Exercise task ▸ Copy each of the rows below word for word, keeping every character unchanged.

Information provided ▸
####################

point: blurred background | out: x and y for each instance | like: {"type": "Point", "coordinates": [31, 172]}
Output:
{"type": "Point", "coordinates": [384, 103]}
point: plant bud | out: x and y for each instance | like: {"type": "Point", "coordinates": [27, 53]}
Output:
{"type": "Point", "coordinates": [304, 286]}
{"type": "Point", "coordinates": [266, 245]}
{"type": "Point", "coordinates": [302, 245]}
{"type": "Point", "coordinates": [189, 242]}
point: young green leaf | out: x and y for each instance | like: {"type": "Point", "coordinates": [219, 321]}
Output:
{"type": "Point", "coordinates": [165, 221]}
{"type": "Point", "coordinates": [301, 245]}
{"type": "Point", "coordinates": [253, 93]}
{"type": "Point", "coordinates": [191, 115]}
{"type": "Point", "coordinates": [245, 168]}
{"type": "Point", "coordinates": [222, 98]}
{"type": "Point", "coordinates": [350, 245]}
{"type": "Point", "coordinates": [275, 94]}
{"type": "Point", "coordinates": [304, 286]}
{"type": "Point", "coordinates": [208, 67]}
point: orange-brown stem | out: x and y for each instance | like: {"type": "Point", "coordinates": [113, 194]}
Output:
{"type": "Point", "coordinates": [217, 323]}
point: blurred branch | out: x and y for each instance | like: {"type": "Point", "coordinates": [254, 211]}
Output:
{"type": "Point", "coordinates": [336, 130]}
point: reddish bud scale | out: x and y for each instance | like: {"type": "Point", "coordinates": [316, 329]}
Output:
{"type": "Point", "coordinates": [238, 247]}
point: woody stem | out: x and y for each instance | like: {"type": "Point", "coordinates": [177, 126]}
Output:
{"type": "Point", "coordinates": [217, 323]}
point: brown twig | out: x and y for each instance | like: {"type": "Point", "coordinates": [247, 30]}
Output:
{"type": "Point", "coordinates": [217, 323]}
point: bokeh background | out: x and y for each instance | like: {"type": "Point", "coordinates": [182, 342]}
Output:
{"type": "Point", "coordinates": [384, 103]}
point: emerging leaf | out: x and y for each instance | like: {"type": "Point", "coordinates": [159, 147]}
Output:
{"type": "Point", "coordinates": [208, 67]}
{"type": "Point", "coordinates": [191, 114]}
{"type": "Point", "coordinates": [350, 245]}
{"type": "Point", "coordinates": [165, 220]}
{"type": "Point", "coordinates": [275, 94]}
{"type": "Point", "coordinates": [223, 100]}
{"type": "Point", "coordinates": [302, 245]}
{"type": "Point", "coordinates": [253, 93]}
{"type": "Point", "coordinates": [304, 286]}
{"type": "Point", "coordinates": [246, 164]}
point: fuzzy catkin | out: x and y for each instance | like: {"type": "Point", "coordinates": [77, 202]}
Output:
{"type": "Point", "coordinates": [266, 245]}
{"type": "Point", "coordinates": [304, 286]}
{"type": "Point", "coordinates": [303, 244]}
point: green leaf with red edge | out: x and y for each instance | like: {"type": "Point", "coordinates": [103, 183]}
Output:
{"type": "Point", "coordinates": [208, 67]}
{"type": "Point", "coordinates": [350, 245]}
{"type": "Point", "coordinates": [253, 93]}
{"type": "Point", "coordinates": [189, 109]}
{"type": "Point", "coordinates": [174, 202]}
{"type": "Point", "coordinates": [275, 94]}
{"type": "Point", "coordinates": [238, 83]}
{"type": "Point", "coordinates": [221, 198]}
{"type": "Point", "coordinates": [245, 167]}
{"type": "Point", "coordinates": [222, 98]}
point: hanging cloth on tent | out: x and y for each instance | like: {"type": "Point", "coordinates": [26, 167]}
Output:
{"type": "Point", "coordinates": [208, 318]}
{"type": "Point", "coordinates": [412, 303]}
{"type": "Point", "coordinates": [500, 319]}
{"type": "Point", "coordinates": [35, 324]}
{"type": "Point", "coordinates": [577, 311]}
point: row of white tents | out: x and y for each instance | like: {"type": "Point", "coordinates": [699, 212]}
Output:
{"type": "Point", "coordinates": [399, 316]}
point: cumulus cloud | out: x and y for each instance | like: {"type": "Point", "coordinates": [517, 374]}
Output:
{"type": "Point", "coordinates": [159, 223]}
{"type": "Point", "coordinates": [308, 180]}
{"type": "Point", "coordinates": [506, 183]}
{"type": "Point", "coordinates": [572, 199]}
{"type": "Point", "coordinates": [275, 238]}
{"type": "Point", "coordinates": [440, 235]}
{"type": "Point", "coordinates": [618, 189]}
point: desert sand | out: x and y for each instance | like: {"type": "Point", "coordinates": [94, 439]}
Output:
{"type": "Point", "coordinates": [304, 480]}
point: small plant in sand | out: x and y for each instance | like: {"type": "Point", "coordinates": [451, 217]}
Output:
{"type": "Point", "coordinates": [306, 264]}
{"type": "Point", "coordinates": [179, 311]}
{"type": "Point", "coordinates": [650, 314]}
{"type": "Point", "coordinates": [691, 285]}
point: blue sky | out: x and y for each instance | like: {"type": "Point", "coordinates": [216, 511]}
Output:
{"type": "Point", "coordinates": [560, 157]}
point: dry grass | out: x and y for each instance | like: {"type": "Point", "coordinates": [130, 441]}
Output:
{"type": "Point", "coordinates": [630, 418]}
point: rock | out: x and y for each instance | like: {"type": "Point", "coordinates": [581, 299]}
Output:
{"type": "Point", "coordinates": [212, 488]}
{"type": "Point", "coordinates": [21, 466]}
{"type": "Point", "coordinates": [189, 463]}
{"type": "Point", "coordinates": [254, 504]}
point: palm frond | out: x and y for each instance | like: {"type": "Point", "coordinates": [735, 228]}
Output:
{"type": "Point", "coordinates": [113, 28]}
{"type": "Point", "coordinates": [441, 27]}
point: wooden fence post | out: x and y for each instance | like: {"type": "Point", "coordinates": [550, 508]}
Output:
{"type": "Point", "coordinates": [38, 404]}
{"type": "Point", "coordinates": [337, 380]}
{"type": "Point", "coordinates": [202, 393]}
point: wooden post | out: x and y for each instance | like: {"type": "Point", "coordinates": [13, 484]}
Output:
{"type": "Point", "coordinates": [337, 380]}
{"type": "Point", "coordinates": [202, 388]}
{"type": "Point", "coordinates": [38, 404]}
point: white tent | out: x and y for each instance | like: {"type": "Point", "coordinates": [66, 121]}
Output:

####################

Task solution ▸
point: blurred background | out: x and y for each instance | like: {"type": "Point", "coordinates": [31, 172]}
Output:
{"type": "Point", "coordinates": [384, 103]}
point: plant bud | out: x and y for each instance | like: {"type": "Point", "coordinates": [27, 53]}
Output:
{"type": "Point", "coordinates": [304, 286]}
{"type": "Point", "coordinates": [266, 245]}
{"type": "Point", "coordinates": [302, 245]}
{"type": "Point", "coordinates": [189, 242]}
point: young green leaf | out: x and y for each instance | like: {"type": "Point", "coordinates": [219, 321]}
Output:
{"type": "Point", "coordinates": [165, 221]}
{"type": "Point", "coordinates": [301, 245]}
{"type": "Point", "coordinates": [253, 93]}
{"type": "Point", "coordinates": [191, 115]}
{"type": "Point", "coordinates": [245, 168]}
{"type": "Point", "coordinates": [222, 98]}
{"type": "Point", "coordinates": [350, 245]}
{"type": "Point", "coordinates": [275, 94]}
{"type": "Point", "coordinates": [304, 286]}
{"type": "Point", "coordinates": [208, 67]}
point: orange-brown stem | out: x and y for each instance | like: {"type": "Point", "coordinates": [113, 194]}
Output:
{"type": "Point", "coordinates": [217, 323]}
point: blurred branch | out: x and y for each instance | like: {"type": "Point", "coordinates": [254, 211]}
Output:
{"type": "Point", "coordinates": [336, 130]}
point: reddish bud scale | out: x and y for each instance | like: {"type": "Point", "coordinates": [316, 329]}
Output:
{"type": "Point", "coordinates": [238, 247]}
point: woody stem | out: x and y for each instance | like: {"type": "Point", "coordinates": [177, 126]}
Output:
{"type": "Point", "coordinates": [217, 323]}
point: brown twig | out: x and y for each instance | like: {"type": "Point", "coordinates": [247, 30]}
Output:
{"type": "Point", "coordinates": [217, 323]}
point: bokeh background | out: x and y for each instance | like: {"type": "Point", "coordinates": [182, 342]}
Output:
{"type": "Point", "coordinates": [384, 103]}
point: emerging leaf | out: x and y for each instance | like: {"type": "Point", "coordinates": [159, 147]}
Output:
{"type": "Point", "coordinates": [208, 67]}
{"type": "Point", "coordinates": [191, 114]}
{"type": "Point", "coordinates": [350, 245]}
{"type": "Point", "coordinates": [165, 220]}
{"type": "Point", "coordinates": [275, 94]}
{"type": "Point", "coordinates": [223, 100]}
{"type": "Point", "coordinates": [302, 245]}
{"type": "Point", "coordinates": [253, 93]}
{"type": "Point", "coordinates": [304, 286]}
{"type": "Point", "coordinates": [246, 164]}
point: fuzzy catkin | out: x and y for each instance | like: {"type": "Point", "coordinates": [77, 202]}
Output:
{"type": "Point", "coordinates": [266, 245]}
{"type": "Point", "coordinates": [304, 286]}
{"type": "Point", "coordinates": [303, 244]}
point: green leaf with red edge | out: x and y for each instance | like: {"type": "Point", "coordinates": [103, 183]}
Output:
{"type": "Point", "coordinates": [208, 67]}
{"type": "Point", "coordinates": [350, 245]}
{"type": "Point", "coordinates": [253, 93]}
{"type": "Point", "coordinates": [189, 109]}
{"type": "Point", "coordinates": [174, 202]}
{"type": "Point", "coordinates": [275, 94]}
{"type": "Point", "coordinates": [238, 83]}
{"type": "Point", "coordinates": [221, 198]}
{"type": "Point", "coordinates": [245, 167]}
{"type": "Point", "coordinates": [222, 98]}
point: hanging cloth on tent | out: x and y for each instance | like: {"type": "Point", "coordinates": [26, 167]}
Output:
{"type": "Point", "coordinates": [208, 318]}
{"type": "Point", "coordinates": [412, 303]}
{"type": "Point", "coordinates": [500, 319]}
{"type": "Point", "coordinates": [35, 324]}
{"type": "Point", "coordinates": [577, 311]}
point: row of white tents | out: x and y for each instance | like: {"type": "Point", "coordinates": [699, 212]}
Output:
{"type": "Point", "coordinates": [399, 316]}
point: cumulus cloud | out: x and y for each instance | like: {"type": "Point", "coordinates": [517, 374]}
Output:
{"type": "Point", "coordinates": [159, 223]}
{"type": "Point", "coordinates": [308, 180]}
{"type": "Point", "coordinates": [506, 183]}
{"type": "Point", "coordinates": [572, 199]}
{"type": "Point", "coordinates": [275, 238]}
{"type": "Point", "coordinates": [440, 235]}
{"type": "Point", "coordinates": [618, 189]}
point: desert sand | out: x and y for each instance | like: {"type": "Point", "coordinates": [94, 439]}
Output:
{"type": "Point", "coordinates": [304, 480]}
point: small plant in sand | out: x and y for each instance | like: {"type": "Point", "coordinates": [451, 217]}
Output:
{"type": "Point", "coordinates": [306, 264]}
{"type": "Point", "coordinates": [179, 311]}
{"type": "Point", "coordinates": [650, 314]}
{"type": "Point", "coordinates": [691, 285]}
point: blue sky | out: x and y for each instance | like: {"type": "Point", "coordinates": [216, 511]}
Output:
{"type": "Point", "coordinates": [560, 157]}
point: dry grass | out: x and y for each instance | like: {"type": "Point", "coordinates": [130, 441]}
Output:
{"type": "Point", "coordinates": [630, 418]}
point: rock | out: x and y for each instance | like: {"type": "Point", "coordinates": [581, 299]}
Output:
{"type": "Point", "coordinates": [212, 488]}
{"type": "Point", "coordinates": [21, 466]}
{"type": "Point", "coordinates": [189, 463]}
{"type": "Point", "coordinates": [254, 504]}
point: palm frond | out: x and y for each instance | like: {"type": "Point", "coordinates": [735, 228]}
Output:
{"type": "Point", "coordinates": [113, 28]}
{"type": "Point", "coordinates": [441, 27]}
point: wooden fence post | out: x and y for each instance | like: {"type": "Point", "coordinates": [550, 508]}
Output:
{"type": "Point", "coordinates": [38, 404]}
{"type": "Point", "coordinates": [337, 380]}
{"type": "Point", "coordinates": [202, 393]}
point: wooden post | out: x and y for each instance | like: {"type": "Point", "coordinates": [13, 484]}
Output:
{"type": "Point", "coordinates": [337, 380]}
{"type": "Point", "coordinates": [202, 388]}
{"type": "Point", "coordinates": [38, 404]}
point: white tent | out: x and y for each instance | like: {"type": "Point", "coordinates": [66, 121]}
Output:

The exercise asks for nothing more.